* [GIVEN EXERCISE] Rewrite the rows below, changing every "Would you mind identifying" to "Could you locate" and keeping everything else the same. Leave the pictures out of your version.

* [Raw records]
---+---

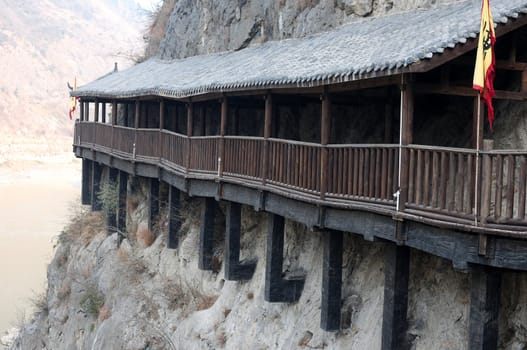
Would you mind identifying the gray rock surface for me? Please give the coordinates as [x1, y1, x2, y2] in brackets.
[159, 0, 464, 59]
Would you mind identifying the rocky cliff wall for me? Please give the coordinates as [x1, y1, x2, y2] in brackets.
[159, 0, 464, 59]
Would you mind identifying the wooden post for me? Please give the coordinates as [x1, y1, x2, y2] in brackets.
[198, 197, 216, 271]
[472, 96, 485, 149]
[148, 178, 159, 236]
[84, 101, 90, 122]
[261, 93, 273, 186]
[320, 93, 331, 199]
[101, 102, 106, 124]
[117, 171, 128, 236]
[468, 266, 501, 350]
[264, 214, 305, 303]
[94, 100, 99, 123]
[106, 168, 118, 234]
[398, 74, 414, 210]
[225, 202, 256, 281]
[81, 159, 92, 205]
[185, 102, 194, 174]
[218, 97, 229, 178]
[381, 243, 410, 350]
[320, 231, 343, 331]
[167, 186, 181, 249]
[91, 161, 102, 211]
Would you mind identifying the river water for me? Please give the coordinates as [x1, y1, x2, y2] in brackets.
[0, 160, 80, 337]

---+---

* [COMPLETE ANSWER]
Could you locate the gray rock surface for me? Please give the coordinates as [x1, y1, x2, y2] in brackets.
[159, 0, 464, 59]
Could you locate the rocky cliff wall for me? Please give the coordinates as [x1, y1, x2, y2] in brackets.
[159, 0, 464, 59]
Could you locate the wooden post for me? Please give the coordinates as [x1, y1, x2, y2] in brackets.
[198, 197, 216, 271]
[472, 96, 485, 149]
[148, 178, 159, 236]
[84, 101, 90, 122]
[261, 93, 273, 186]
[320, 93, 331, 199]
[101, 102, 106, 124]
[117, 171, 128, 236]
[468, 266, 501, 350]
[264, 214, 305, 303]
[94, 100, 99, 123]
[106, 168, 118, 234]
[398, 74, 414, 210]
[225, 202, 256, 281]
[81, 159, 92, 205]
[185, 102, 194, 174]
[218, 97, 229, 178]
[381, 243, 410, 350]
[320, 231, 343, 331]
[167, 186, 181, 249]
[91, 161, 102, 211]
Could you locate the river water for me? Please give the coordinates as [x1, y1, x2, y2] in brackets.
[0, 160, 80, 337]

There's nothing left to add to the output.